_Task objective_.
Print the entries below without changes, beginning at the line containing "The automated pipeline tagged wooden door in" and continuing through the line containing "[44,174,139,322]".

☆ ☆ ☆ ☆ ☆ ☆ ☆

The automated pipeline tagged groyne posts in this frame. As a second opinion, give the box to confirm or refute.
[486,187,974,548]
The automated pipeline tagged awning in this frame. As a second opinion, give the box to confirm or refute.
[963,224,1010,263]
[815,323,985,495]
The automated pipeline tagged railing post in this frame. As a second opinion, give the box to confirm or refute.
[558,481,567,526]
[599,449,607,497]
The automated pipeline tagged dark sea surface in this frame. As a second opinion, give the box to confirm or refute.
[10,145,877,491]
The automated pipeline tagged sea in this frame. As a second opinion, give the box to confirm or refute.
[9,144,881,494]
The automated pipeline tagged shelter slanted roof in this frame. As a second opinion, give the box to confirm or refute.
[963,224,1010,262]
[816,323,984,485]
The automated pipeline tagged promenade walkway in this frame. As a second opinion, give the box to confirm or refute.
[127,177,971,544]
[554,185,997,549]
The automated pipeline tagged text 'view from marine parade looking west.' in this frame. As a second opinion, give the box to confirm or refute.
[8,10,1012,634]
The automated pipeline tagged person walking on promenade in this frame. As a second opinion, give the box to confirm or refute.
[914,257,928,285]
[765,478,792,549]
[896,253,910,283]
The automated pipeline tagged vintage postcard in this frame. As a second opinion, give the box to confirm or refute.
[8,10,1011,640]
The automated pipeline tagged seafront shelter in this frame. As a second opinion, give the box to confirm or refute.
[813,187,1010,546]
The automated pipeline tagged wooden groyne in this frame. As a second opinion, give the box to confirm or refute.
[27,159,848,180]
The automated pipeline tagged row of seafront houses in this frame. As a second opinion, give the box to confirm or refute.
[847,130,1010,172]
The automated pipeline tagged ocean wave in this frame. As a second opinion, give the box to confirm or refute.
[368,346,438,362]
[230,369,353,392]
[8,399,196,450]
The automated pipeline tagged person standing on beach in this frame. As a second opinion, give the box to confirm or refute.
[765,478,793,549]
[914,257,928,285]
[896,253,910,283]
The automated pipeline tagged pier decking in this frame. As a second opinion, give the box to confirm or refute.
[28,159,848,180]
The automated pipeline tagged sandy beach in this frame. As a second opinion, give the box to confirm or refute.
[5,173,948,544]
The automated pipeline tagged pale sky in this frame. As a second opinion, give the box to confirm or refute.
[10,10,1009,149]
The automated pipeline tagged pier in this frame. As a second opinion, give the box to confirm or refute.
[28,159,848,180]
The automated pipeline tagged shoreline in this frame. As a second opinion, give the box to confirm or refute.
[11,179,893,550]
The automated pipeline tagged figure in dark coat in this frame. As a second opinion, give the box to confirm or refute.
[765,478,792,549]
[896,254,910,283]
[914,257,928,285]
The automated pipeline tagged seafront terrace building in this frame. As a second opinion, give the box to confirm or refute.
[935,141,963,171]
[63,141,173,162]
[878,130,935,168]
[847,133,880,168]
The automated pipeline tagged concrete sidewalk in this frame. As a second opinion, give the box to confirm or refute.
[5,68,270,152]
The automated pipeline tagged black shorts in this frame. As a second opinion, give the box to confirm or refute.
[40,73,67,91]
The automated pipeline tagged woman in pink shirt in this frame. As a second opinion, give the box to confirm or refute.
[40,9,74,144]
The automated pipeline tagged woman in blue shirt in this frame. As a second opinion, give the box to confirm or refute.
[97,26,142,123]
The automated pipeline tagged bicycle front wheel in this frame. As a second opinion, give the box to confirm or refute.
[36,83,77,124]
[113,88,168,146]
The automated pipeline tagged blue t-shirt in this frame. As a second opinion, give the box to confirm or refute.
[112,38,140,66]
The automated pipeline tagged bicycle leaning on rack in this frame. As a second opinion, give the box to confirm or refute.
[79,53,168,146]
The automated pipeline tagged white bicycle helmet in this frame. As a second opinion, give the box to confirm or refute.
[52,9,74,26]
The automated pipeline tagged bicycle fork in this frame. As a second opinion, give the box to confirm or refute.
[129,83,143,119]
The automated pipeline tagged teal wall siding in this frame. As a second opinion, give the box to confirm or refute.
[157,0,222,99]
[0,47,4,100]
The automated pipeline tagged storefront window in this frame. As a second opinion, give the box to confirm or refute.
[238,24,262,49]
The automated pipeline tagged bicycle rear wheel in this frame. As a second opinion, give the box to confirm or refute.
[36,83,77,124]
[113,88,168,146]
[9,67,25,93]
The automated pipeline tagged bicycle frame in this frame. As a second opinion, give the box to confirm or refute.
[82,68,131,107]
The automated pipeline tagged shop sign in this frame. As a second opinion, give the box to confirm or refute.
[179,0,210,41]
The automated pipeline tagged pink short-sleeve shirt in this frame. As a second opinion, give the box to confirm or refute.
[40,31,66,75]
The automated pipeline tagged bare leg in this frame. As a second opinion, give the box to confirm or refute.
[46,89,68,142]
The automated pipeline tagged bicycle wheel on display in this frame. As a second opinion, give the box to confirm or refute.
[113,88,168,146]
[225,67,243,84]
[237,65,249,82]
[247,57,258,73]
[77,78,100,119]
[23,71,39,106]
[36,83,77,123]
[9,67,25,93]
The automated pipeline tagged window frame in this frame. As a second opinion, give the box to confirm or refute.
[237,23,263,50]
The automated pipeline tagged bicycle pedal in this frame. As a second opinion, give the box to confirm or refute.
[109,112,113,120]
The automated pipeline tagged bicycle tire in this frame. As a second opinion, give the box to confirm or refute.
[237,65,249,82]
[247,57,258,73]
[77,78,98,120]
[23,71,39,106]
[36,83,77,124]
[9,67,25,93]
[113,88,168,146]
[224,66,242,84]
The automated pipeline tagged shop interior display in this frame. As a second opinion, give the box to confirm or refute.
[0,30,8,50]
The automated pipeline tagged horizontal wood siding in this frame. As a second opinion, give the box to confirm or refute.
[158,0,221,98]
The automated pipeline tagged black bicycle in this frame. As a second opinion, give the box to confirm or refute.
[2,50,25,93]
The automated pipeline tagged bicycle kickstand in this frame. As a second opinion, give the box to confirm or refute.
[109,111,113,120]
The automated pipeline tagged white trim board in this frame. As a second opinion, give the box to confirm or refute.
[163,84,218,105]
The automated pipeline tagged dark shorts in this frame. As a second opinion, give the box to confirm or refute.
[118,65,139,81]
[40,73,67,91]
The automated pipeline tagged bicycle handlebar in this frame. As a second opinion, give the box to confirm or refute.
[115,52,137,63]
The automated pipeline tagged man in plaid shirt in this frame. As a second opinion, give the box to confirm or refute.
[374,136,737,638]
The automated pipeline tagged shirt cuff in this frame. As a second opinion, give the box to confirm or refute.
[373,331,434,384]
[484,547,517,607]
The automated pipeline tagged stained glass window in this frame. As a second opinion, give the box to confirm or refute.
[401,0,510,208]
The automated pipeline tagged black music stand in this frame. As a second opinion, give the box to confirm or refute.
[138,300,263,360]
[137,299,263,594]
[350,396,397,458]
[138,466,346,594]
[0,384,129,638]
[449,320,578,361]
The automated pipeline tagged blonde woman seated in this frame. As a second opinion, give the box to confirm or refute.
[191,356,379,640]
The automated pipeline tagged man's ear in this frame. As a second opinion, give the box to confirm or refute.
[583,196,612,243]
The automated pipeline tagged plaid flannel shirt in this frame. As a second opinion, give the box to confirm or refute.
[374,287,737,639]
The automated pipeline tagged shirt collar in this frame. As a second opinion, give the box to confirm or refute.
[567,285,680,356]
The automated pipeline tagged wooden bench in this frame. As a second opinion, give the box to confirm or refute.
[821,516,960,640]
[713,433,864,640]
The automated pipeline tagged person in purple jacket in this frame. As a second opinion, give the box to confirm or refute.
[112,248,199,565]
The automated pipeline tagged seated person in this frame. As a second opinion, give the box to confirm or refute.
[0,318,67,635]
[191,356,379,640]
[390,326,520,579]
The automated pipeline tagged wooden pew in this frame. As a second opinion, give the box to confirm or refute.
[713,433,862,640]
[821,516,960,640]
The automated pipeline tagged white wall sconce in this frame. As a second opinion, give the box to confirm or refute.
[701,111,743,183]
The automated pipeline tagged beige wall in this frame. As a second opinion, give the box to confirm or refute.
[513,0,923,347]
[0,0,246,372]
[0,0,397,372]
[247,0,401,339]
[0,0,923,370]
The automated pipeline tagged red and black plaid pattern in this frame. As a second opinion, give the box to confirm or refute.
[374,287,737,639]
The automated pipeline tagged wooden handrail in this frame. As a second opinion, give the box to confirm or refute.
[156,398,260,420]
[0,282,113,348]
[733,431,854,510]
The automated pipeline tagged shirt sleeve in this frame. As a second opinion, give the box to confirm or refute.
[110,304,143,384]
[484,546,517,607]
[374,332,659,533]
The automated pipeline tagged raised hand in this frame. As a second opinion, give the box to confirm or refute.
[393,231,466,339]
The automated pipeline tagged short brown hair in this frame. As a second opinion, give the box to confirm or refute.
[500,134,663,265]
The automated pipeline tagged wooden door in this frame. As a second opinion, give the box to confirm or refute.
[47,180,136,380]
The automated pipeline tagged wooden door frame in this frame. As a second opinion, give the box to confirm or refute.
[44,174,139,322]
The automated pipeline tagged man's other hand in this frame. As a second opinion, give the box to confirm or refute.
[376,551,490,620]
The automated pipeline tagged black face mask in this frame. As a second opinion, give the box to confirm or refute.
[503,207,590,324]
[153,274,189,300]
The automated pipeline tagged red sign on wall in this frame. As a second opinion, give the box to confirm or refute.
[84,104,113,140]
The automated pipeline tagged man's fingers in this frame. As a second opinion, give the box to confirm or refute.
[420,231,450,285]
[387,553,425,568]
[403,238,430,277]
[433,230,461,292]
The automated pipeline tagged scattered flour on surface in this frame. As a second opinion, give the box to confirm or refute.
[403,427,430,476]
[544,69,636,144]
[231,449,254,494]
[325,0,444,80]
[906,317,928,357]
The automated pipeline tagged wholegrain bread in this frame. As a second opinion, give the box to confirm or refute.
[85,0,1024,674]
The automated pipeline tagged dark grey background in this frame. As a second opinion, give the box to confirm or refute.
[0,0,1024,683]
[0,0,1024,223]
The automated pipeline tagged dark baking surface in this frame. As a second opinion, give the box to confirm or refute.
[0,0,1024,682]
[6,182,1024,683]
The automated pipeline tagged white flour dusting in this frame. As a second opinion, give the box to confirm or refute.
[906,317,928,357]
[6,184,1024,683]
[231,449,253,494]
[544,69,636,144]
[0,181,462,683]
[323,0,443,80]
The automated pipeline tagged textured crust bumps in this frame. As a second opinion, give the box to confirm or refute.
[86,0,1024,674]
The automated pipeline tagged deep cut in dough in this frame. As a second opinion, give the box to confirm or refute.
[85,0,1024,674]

☆ ☆ ☆ ☆ ☆ ☆ ☆

_Written response_.
The automated pipeline tagged wooden door in this frame. As a second opinion, give the box to confirm or refute.
[47,180,136,380]
The automated pipeline tagged wooden door frame in this frame. As a second opinion, give the box to confirm or refute.
[44,174,139,322]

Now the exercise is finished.